═════ THE INPUT

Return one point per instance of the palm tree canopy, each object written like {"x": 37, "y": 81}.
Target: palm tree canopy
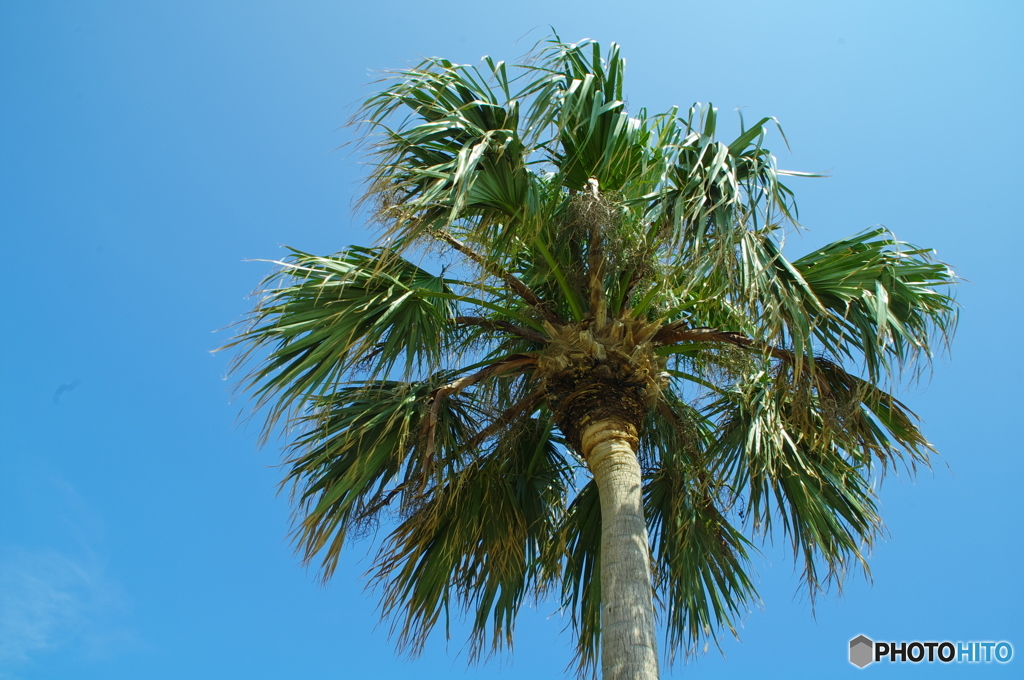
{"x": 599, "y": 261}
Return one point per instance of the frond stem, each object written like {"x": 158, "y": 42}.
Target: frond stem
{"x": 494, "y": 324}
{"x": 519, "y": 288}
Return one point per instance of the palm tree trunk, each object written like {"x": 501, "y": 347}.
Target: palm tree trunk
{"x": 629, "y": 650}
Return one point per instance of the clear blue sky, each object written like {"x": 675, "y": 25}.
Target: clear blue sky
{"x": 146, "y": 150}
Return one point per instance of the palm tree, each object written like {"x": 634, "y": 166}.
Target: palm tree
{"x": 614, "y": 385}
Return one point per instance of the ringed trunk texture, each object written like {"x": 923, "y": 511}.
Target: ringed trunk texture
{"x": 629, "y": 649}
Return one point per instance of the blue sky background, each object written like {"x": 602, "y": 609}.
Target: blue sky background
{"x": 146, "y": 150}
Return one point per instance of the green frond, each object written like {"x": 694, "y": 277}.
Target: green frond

══════════
═════ THE INPUT

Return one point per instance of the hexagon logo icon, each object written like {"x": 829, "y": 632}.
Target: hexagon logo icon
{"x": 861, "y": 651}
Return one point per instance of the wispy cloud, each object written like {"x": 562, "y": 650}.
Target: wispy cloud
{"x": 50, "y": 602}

══════════

**TASK BRIEF**
Rewrite the data from the line with "Return one point per instance of the green" through the line with "Target: green frond" as a Markdown table with the columns No. and Text. Give each line its own row with a running number, and skip any blank lines.

**EXERCISE SOLUTION**
| No. | Text |
|---|---|
| 1 | Return one point per instance of the green frond, each object written like {"x": 694, "y": 277}. |
| 2 | Target: green frond |